_FRAGMENTO SELECCIONADO_:
───
Los jóvenes observaban desde el lateral de la iglesia el desarrollo
de la ceremonia. Enmudecieron con la llegada del féretro y se
concentraron en el rostro lloroso de su compañero de curso que parecía
haberse hecho mayor de un solo golpe. Muchos de ellos lo habían
acompañado en la búsqueda esperanzada de su hermana los últimos días.
Habían recorrido con él las calles colocando carteles de búsqueda.
Habían charlado con cientos de vecinos que se aprestaban a colocar los
pasquines en sus tiendas, en las paredes de su casa o en cualquier lugar
visible. En solo un día los comercios, los talleres, las casas y los
árboles del pueblo se llenaron de pequeños carteles con la joven, aún
sonriente. Personas a las que no conocían les daban palabras de ánimo y
esperanza de una pronta solución.
A ratos, durante la ceremonia, lloraban al son de los sentimientos de
su compañero. Se me pasa por la cabeza que solo los jóvenes lloran de
verdad por los demás. El resto mezclamos nuestros propios miedos,
nuestro papel en la cadena de la vida, el desconsuelo propio con las
lágrimas. Al minuto siguiente son capaces de reír sin el menor pudor,
ante la mirada reprobadora del profesor que clava sus ojos como
alfileres sobre mariposas inquietas.
Resulta casi imposible reconocer en ese joven destrozado por el
dolor, al compañero de curso más alegre de todo el instituto, forofo del
Betis, virtuoso de las redes sociales, creador de envidiables páginas
web, pero ahí está erguido en la primera fila, sacudido a veces por un
llanto irreprimible que todos quisieran consolar.
Cuando acaba la ceremonia religiosa y comienza el desfile
interminable del pésame, los estudiantes se apresuran a formar un grupo
compacto y avanzan decididos hacia su compañero. Lo rodean y, como si
fuesen un cuerpo compacto, una ameba gigantesca, se lo llevan al
exterior. No sé dónde han aprendido el arte del consuelo, pero lo hacen
con maestría. Avanzan por el centro de la calle como una manifestación
espontánea. En el interior del grupo, llevan a su compañero al que
abrazan, toquetean y sonríen.
───
_MATERIAL LISTADO_:
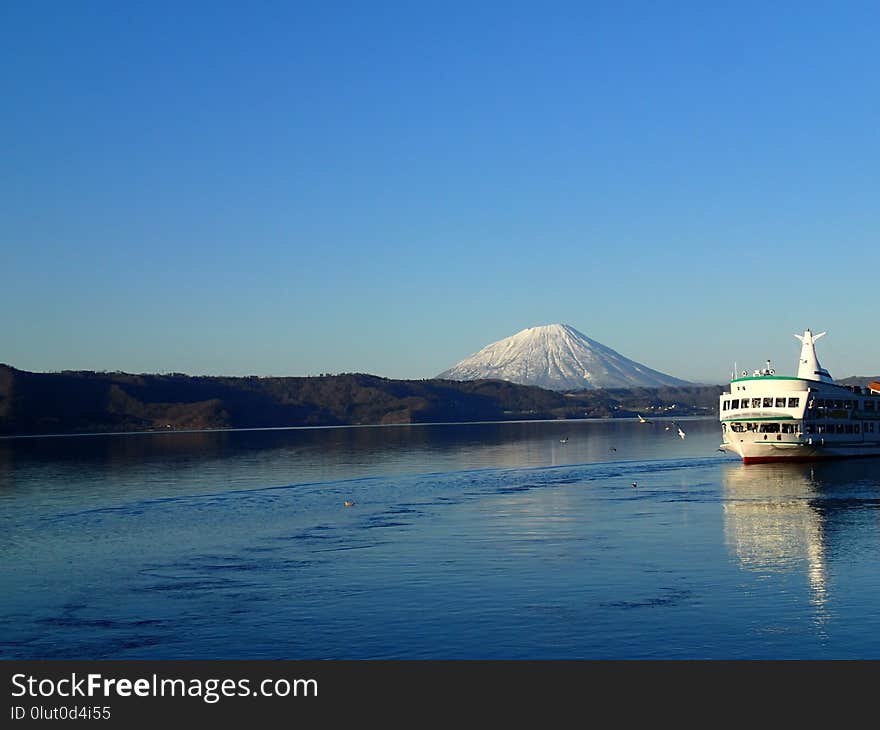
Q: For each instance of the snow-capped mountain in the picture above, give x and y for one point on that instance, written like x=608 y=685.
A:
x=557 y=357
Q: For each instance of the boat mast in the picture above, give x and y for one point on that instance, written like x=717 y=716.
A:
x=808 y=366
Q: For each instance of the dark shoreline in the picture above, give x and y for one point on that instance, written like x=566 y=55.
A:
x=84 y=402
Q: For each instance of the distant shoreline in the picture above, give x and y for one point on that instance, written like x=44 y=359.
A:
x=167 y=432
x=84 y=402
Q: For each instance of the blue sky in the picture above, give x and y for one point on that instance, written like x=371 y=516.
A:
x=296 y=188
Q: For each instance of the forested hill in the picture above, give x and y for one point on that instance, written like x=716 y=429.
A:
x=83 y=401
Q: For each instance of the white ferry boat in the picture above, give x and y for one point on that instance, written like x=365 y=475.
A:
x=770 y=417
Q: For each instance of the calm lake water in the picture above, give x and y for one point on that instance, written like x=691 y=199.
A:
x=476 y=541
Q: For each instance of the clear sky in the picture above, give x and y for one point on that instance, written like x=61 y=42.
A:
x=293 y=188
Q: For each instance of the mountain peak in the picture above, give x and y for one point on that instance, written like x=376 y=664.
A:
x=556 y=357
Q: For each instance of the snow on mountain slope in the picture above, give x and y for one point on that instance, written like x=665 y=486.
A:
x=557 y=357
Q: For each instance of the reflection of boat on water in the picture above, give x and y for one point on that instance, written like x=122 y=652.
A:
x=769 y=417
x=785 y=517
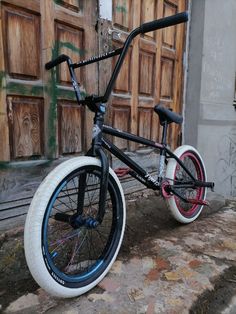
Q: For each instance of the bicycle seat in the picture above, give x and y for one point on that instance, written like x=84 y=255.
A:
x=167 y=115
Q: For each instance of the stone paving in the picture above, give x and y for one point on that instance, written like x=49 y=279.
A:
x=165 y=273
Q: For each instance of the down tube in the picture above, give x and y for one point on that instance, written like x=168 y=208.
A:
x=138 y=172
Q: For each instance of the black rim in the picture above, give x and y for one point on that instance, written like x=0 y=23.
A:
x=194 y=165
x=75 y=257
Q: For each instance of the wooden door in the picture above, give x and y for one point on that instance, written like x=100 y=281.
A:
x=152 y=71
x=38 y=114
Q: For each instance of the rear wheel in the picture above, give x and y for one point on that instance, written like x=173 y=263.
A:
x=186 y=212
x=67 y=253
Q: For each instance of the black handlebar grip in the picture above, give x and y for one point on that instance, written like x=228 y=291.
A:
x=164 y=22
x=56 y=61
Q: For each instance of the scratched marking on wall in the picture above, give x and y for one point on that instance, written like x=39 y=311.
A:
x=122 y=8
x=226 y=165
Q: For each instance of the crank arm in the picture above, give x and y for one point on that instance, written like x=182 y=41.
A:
───
_QUÉ SE PIDE_:
1. Cita literalmente el fragmento de "Habían recorrido con" a "sobre mariposas inquietas.".
2. Resume el fragmento en dos oraciones.

_RESPUESTAS DEL EJERCICIO_:
1.
Habían recorrido con él las calles colocando carteles de búsqueda.
Habían charlado con cientos de vecinos que se aprestaban a colocar los
pasquines en sus tiendas, en las paredes de su casa o en cualquier lugar
visible. En solo un día los comercios, los talleres, las casas y los
árboles del pueblo se llenaron de pequeños carteles con la joven, aún
sonriente. Personas a las que no conocían les daban palabras de ánimo y
esperanza de una pronta solución.
A ratos, durante la ceremonia, lloraban al son de los sentimientos de
su compañero. Se me pasa por la cabeza que solo los jóvenes lloran de
verdad por los demás. El resto mezclamos nuestros propios miedos,
nuestro papel en la cadena de la vida, el desconsuelo propio con las
lágrimas. Al minuto siguiente son capaces de reír sin el menor pudor,
ante la mirada reprobadora del profesor que clava sus ojos como
alfileres sobre mariposas inquietas.

2. Durante la ceremonia en la iglesia, los jóvenes observan el rostro lloroso de su compañero de curso, a quien habían acompañado los últimos días en la búsqueda de su hermana colocando carteles por el pueblo. Al acabar la ceremonia, lo rodean en un grupo compacto, se lo llevan al exterior y avanzan por el centro de la calle abrazándolo y sonriéndole.